Saved data entries
## BEGIN

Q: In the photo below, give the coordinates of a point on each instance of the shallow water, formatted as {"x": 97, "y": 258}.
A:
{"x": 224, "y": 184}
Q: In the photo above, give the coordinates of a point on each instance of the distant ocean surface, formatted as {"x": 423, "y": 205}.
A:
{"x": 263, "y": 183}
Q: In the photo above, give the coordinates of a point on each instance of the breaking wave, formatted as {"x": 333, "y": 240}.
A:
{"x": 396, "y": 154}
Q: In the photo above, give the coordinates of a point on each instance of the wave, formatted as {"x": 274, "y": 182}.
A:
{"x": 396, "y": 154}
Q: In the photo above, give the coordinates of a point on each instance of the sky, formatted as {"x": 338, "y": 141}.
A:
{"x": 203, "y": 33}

## END

# Exercise task:
Duplicate all of the material above, keeping every line identical to the original.

# The reply:
Q: In the photo below, give the coordinates of a point on each instance of the shallow water, formatted as {"x": 97, "y": 258}.
A:
{"x": 224, "y": 184}
Q: In the photo above, give the coordinates of a point on each instance of the distant ocean surface, formatted as {"x": 423, "y": 205}.
A:
{"x": 263, "y": 183}
Q: In the photo above, give the coordinates of a point on each instance of the breaking wave, formatted as {"x": 333, "y": 240}.
A:
{"x": 396, "y": 154}
Q: In the photo above, give the coordinates of a point on each instance of the wave, formatted as {"x": 274, "y": 182}.
A:
{"x": 396, "y": 154}
Q: In the photo above, give the coordinates of a point on each instance of the sky, formatted as {"x": 338, "y": 141}.
A:
{"x": 203, "y": 33}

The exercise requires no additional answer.